Copy out all the records below, switching every "marker" to "pin" and keeping everything else the same.
□ □ □ □ □ □ □
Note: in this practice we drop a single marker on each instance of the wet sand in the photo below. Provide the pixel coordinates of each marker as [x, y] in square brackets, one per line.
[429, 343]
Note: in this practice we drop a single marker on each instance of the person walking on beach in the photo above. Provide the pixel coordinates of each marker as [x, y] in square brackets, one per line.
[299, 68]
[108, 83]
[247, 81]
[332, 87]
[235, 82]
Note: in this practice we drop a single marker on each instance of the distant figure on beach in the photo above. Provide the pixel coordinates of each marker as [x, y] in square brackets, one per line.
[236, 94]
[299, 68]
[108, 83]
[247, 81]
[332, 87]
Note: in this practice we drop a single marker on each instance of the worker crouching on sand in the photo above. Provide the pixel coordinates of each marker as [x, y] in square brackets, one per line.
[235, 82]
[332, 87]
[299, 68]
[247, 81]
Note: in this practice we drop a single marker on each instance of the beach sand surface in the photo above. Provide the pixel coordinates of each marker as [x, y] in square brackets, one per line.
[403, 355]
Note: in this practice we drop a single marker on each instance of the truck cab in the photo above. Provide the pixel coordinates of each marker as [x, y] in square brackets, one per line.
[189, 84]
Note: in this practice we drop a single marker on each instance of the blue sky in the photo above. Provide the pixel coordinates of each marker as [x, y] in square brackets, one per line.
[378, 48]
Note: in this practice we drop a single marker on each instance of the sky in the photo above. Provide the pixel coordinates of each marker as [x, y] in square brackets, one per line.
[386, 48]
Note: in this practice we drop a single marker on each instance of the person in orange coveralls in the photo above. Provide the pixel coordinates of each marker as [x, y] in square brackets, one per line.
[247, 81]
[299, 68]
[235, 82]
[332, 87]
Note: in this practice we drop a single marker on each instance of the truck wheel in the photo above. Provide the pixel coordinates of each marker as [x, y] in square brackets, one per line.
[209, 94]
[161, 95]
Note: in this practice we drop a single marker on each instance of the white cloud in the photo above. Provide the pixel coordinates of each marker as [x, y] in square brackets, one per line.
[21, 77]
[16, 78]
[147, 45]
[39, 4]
□ □ □ □ □ □ □
▸ RESULT OF THIS TASK
Note: in this practice we drop a single pin on each instance of the wet sand in the photo below. Provide the pixel coordinates of each pin as [x, y] in square brackets, one per line.
[429, 343]
Note: in this practice we drop a single pin on each instance of the person walking on beach in the photo above. Provide the pixel coordinates of each pin as [x, y] in square brackets, one per line.
[299, 68]
[108, 83]
[247, 81]
[332, 87]
[235, 82]
Note: in this practice we drop a single pin on each instance of the distant figure on beach in the photo above. Provide the pixel coordinates of each pin as [x, y] in square brackets, one per line.
[236, 94]
[299, 68]
[108, 83]
[247, 81]
[332, 87]
Note: in this practice we drop a single pin on each instance of the worker crouching on sand in the photo above. Provide the pixel coordinates of each pin as [x, y] in square brackets, one per line.
[235, 82]
[332, 87]
[299, 68]
[247, 81]
Note: in this practice we drop a single pin on each instance of the beach sand surface in the photo above. Provide the pixel coordinates of each pin as [x, y] in square brackets, one per line.
[403, 355]
Note: in this practice we drop a single pin on each instance of the truck cab in the photo above. Provide the pixel coordinates of each pin as [x, y] in square brackets, one per line.
[189, 84]
Note: in this practice we drop a single pin on each instance of the blue sky in the photo above. Provide the pixel coordinates of each pin as [x, y] in square brackets, one per line.
[378, 48]
Note: in this practice we drop a single pin on each instance of the sky in the photo above. Provide the pixel coordinates of each pin as [x, y] in square brackets, one per line.
[386, 48]
Note: in this practice we drop a single pin on each instance of the person in orange coveralls in the photo above. Provide the pixel coordinates of each pin as [x, y] in square brackets, one per line.
[247, 81]
[299, 68]
[235, 82]
[332, 87]
Note: in this practice we drop a single pin on each instance of the truck wheel in the photo above. Provide the pixel coordinates of each pin as [x, y] in square brackets, one per line.
[209, 94]
[161, 95]
Note: in this practice we drop a single pin on each instance of the white cloud in the photo above. Provide the pixel coordinates of each pin as [x, y] in square brackets, one per line.
[21, 77]
[16, 78]
[147, 45]
[39, 4]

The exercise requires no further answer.